───── Given data

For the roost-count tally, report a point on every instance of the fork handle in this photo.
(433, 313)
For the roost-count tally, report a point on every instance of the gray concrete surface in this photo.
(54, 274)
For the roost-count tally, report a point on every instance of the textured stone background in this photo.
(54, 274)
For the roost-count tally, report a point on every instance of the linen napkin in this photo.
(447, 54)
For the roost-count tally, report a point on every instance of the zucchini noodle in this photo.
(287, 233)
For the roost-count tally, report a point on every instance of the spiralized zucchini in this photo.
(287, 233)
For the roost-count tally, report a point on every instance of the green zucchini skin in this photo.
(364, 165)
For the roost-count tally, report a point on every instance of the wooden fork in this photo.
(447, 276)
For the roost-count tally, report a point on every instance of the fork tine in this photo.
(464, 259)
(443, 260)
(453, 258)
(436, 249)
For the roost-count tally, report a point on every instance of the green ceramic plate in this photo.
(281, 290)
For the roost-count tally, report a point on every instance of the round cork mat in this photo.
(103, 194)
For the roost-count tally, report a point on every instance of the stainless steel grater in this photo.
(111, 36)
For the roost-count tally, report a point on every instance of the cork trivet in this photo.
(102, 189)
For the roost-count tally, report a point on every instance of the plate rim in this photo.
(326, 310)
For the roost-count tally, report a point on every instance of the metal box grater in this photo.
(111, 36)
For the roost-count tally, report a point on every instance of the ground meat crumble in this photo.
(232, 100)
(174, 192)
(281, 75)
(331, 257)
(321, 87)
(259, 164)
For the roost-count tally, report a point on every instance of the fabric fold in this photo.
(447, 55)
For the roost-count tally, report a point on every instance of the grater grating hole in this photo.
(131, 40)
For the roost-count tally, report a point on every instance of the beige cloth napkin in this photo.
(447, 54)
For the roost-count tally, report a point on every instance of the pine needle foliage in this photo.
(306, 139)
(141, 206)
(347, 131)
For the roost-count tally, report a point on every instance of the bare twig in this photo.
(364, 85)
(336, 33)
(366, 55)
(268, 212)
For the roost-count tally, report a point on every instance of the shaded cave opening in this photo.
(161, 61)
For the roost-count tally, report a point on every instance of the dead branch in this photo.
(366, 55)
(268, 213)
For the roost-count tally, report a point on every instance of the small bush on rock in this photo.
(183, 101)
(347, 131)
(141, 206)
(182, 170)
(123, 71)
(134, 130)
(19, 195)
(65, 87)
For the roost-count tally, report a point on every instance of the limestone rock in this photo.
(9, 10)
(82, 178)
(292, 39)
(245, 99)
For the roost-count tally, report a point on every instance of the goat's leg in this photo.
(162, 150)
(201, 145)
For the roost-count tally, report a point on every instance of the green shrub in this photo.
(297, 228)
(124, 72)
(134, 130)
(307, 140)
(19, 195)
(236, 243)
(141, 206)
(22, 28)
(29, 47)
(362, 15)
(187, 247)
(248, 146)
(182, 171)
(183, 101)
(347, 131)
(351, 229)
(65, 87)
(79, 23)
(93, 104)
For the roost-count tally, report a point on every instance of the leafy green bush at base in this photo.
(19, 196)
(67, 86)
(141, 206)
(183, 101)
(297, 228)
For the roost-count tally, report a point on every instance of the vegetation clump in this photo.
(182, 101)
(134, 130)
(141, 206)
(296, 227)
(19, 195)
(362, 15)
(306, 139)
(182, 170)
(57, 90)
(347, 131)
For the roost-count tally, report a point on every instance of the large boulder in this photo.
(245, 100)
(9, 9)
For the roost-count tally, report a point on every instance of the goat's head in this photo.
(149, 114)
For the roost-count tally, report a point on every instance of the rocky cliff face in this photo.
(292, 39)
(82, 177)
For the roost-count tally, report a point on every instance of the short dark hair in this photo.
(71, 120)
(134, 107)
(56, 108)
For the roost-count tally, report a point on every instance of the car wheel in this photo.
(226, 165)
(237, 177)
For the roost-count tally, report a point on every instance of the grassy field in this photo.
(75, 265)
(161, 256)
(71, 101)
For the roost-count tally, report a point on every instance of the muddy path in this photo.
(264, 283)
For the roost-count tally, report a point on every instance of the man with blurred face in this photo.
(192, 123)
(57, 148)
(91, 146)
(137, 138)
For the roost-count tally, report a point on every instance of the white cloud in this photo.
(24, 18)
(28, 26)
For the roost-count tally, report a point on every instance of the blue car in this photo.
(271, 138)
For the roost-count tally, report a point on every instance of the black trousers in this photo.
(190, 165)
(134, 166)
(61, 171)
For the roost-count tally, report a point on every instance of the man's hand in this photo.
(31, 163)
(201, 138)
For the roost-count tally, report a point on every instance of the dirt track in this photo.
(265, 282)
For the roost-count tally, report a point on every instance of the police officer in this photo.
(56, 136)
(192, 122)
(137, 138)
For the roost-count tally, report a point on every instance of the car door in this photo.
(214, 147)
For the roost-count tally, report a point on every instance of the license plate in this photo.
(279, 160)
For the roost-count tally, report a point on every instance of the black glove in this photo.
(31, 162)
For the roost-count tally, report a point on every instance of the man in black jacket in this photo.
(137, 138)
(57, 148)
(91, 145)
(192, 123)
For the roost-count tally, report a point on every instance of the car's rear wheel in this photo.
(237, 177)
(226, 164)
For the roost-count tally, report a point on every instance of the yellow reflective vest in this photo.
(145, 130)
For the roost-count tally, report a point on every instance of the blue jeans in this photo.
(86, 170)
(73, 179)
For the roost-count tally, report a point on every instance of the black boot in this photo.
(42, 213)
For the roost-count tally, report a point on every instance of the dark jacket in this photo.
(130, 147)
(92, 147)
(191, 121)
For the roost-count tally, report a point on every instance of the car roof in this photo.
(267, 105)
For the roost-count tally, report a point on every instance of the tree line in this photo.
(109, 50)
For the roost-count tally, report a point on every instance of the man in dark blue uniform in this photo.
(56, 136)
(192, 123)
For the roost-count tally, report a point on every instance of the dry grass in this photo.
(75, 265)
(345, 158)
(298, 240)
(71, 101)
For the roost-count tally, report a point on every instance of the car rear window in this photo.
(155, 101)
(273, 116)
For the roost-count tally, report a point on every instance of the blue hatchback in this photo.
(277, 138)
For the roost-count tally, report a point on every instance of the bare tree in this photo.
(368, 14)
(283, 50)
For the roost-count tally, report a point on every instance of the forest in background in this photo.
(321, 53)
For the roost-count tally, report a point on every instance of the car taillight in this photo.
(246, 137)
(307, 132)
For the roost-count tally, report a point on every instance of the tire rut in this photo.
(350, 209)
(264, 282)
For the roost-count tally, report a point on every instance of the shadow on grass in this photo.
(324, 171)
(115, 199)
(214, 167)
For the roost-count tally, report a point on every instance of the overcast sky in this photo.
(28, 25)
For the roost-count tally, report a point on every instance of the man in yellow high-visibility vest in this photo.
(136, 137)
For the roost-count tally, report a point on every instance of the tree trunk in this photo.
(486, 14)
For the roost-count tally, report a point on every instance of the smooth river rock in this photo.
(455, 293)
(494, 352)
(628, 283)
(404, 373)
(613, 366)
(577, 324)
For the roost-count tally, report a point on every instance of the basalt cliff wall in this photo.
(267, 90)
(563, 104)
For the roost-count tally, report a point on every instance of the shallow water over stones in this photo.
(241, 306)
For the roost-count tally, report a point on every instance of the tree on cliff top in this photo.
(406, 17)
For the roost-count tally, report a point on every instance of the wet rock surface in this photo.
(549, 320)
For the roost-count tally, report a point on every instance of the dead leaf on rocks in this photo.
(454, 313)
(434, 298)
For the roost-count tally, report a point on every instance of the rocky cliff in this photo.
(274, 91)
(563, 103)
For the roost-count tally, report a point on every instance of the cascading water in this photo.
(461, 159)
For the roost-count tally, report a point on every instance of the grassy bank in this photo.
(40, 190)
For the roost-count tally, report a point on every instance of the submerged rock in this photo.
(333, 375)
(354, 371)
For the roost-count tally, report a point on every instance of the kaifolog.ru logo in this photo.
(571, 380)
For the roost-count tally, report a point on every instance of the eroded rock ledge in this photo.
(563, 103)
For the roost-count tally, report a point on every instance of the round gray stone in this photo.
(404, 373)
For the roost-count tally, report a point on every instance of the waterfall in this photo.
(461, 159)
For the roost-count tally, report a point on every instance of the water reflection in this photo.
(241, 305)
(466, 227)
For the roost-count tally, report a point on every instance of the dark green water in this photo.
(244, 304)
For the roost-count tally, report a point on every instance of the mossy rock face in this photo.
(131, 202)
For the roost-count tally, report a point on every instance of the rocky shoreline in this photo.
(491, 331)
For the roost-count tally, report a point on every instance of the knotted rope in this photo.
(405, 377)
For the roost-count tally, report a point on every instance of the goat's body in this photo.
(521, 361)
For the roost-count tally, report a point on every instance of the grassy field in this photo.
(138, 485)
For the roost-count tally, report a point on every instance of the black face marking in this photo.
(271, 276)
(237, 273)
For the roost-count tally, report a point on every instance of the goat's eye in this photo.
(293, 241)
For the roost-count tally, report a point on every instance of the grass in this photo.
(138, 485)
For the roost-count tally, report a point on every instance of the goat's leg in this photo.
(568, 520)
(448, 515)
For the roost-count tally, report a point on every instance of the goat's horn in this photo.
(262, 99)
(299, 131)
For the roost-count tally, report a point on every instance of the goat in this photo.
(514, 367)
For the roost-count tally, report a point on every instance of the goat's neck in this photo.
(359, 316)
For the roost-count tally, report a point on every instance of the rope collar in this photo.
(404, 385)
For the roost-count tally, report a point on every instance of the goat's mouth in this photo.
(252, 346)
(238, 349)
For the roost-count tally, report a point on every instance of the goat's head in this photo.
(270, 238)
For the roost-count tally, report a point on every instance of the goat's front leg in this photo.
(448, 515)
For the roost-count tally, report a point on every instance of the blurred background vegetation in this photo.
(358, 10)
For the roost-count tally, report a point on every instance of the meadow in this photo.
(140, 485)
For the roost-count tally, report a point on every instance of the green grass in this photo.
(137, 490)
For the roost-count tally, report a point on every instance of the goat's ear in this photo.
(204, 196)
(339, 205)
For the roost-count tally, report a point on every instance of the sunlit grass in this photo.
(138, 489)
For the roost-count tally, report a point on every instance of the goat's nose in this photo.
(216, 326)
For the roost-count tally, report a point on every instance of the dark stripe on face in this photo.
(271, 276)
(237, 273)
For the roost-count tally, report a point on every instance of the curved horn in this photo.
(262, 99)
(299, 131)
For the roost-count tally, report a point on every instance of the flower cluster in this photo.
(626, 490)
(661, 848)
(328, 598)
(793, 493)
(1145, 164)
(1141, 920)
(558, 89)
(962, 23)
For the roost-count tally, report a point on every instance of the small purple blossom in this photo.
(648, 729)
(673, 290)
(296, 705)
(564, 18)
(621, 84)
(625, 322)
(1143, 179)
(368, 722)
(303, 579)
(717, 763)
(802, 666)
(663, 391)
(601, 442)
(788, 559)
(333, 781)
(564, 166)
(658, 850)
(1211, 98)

──────────

--- Short task ---
Using the records above, please retype only the run of lines from the line holding "collar in this photo." through the last line, both ends included.

--- Final result ---
For the roost-count tally, report a point on every instance of the rope collar in this photo.
(404, 385)
For the roost-count tally, report a point on every instance of the goat's mouth in this photo.
(252, 346)
(238, 349)
For the roost-count tally, report a point on every instance of the goat's head in this photo.
(270, 238)
For the roost-count tally, report a point on every instance of the goat's front leg in this photo.
(448, 515)
For the roost-count tally, report a point on every instance of the blurred background vegetation in this photo.
(358, 10)
For the roost-count tally, report a point on every instance of the meadow in this photo.
(140, 485)
For the roost-count tally, report a point on every instance of the green grass in this photo.
(137, 490)
For the roost-count tally, report a point on every instance of the goat's ear in this photo.
(204, 196)
(339, 205)
For the roost-count tally, report a point on every instance of the sunlit grass in this photo.
(138, 489)
For the roost-count tally, report a point on every instance of the goat's nose in this photo.
(216, 326)
For the roost-count tally, report a point on every instance of the dark stripe on face in this photo.
(271, 276)
(237, 273)
For the roost-count tally, report a point on every instance of the curved horn in this photo.
(262, 99)
(299, 131)
For the roost-count tally, report a point on every instance of the flower cluster in this photo.
(626, 490)
(661, 848)
(328, 598)
(793, 493)
(1145, 164)
(1141, 920)
(558, 89)
(962, 23)
For the roost-count tally, report a point on every instance of the small purple blossom in this photo.
(648, 729)
(673, 290)
(296, 705)
(564, 18)
(621, 84)
(625, 322)
(1143, 179)
(368, 722)
(303, 579)
(717, 763)
(802, 666)
(663, 391)
(601, 442)
(788, 559)
(333, 781)
(564, 166)
(658, 850)
(1211, 98)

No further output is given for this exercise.